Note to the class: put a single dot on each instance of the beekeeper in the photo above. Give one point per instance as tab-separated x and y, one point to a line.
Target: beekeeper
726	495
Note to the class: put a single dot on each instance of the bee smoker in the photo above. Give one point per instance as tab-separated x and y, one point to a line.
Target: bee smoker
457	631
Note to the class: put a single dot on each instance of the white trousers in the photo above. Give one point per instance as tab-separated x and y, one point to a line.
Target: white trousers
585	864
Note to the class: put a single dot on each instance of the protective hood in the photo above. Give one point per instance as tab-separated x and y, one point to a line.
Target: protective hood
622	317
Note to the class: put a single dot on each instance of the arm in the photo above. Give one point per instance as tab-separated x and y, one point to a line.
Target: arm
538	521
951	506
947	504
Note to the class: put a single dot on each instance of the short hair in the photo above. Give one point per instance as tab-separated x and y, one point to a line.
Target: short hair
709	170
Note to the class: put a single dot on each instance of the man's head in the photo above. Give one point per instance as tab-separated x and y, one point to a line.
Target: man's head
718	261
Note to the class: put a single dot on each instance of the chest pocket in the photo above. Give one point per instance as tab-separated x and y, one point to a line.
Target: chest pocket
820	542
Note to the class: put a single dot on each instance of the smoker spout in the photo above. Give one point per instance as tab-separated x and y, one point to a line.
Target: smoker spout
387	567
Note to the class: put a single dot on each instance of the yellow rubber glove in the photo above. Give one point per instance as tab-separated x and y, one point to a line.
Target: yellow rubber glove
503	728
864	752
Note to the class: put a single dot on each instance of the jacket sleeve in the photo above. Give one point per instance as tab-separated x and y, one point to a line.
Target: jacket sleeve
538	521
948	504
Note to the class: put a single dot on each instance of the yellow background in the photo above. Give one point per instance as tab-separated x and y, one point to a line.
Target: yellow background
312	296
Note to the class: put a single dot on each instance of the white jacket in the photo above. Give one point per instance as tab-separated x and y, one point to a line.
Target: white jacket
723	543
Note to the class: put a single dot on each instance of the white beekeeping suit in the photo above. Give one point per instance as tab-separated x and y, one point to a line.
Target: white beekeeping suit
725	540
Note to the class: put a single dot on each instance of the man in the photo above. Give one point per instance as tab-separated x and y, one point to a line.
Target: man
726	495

* * *

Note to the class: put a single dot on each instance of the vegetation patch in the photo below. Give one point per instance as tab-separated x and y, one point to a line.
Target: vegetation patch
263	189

--

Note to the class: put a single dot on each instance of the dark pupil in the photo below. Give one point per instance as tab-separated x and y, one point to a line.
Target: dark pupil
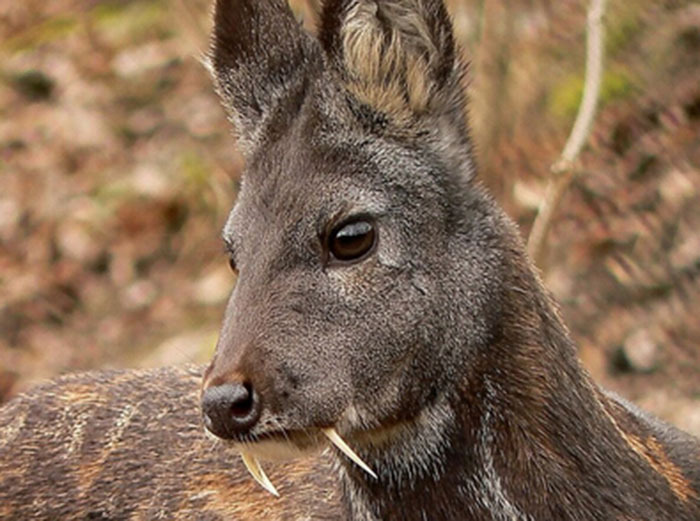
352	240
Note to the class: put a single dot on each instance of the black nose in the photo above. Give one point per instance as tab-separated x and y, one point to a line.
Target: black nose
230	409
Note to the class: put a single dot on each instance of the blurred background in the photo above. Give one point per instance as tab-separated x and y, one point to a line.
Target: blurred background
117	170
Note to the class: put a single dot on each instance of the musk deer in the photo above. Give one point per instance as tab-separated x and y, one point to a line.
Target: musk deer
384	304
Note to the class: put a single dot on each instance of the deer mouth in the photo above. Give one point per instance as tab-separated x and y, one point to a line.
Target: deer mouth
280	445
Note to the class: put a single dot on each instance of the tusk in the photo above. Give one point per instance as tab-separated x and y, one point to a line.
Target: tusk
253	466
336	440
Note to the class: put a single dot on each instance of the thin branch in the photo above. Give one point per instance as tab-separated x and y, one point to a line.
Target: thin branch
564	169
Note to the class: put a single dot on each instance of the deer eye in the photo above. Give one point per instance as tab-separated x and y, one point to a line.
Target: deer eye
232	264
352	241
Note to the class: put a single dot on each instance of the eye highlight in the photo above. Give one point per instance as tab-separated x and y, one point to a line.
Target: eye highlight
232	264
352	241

WHAT TO PRODUCE
Which lines in the material above contain the word "pocket"? Copy each such line in full.

WRITTEN ANSWER
Note to the class: put a single dot on each instance of the chest pocket in the photo above. Give one point per instance as tab-separated x and y, one point to a line.
Target: chest pocket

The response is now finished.